● **TASK TO CARRY OUT**:
Copy exactly the lines of the records below, and only those lines, beginning with the line that contains "Target: dark uniform" and ending with the line that contains "the white helmet".

● **GIVEN RECORDS**:
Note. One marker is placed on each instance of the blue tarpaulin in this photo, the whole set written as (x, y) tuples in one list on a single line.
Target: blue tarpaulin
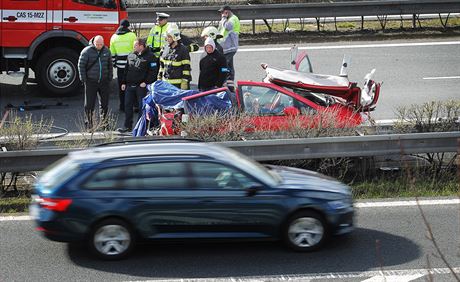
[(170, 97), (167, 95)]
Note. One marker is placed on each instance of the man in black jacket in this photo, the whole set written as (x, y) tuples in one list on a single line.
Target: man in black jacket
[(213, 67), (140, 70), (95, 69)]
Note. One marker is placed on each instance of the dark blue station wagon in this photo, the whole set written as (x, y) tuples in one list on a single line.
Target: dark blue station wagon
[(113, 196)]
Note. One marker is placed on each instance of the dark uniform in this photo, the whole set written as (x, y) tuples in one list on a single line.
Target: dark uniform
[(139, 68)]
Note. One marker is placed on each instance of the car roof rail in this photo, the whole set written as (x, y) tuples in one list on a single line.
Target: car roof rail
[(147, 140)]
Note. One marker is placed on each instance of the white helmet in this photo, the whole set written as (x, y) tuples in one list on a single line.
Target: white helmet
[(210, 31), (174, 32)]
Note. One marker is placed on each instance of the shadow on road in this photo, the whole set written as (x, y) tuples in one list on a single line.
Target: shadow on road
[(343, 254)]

---

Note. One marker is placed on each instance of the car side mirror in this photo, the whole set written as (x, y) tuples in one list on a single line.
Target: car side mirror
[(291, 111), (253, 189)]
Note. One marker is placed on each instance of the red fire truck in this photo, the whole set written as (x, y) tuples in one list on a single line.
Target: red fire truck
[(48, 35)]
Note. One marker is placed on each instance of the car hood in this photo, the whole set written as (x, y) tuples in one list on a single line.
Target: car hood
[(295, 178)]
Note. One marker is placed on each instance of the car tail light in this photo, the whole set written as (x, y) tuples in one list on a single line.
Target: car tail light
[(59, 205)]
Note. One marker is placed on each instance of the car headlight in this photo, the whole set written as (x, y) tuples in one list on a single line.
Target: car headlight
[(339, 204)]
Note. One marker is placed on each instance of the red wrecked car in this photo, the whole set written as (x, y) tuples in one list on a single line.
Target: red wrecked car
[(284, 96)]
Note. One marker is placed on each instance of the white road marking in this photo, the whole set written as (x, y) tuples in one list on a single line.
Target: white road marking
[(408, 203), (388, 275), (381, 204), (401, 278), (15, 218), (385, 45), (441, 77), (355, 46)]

● **YOUR SOLUTION**:
Target: dark uniform
[(139, 68)]
Note. One marker is placed on each instance of the car roof rail in this photo, the whole set written as (x, y) tuples in one list on a single line.
Target: car roof rail
[(147, 140)]
Note. One marker is placed on each instance of the white helmet in this photo, the whole set written as (x, y) tuples in one list on a single line.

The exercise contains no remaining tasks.